Please output the entries below from the line that contains "the corrugated metal roof" through the final line, reproduced exactly and alone.
---- Records for processing
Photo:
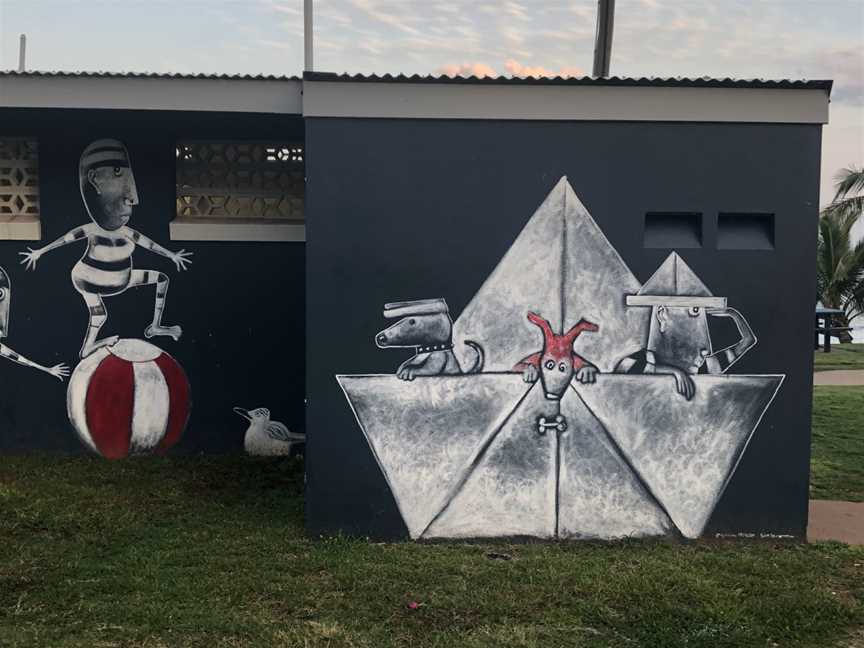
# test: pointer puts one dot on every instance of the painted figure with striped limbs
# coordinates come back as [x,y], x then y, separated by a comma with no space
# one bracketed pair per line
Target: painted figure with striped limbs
[59,371]
[109,193]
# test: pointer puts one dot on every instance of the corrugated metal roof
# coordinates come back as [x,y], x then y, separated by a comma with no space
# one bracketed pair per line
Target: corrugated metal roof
[150,75]
[679,82]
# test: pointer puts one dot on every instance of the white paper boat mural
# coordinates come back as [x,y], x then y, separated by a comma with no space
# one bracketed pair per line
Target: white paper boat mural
[605,413]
--------
▶ [Finished task]
# test: pointer puts one dot on every instance of the corrugated metal roof
# coordinates come back as [x,y], x then y, separated by a comma with no space
# one bracketed pair per line
Target: corrugated metal roof
[150,75]
[679,82]
# test: pointer puts one dot on every instance of the white paper boat mural
# coordinates come back as [x,y], x then y, separated by a comma with no space
# one bracketed pair per line
Target: white paper boat mural
[605,413]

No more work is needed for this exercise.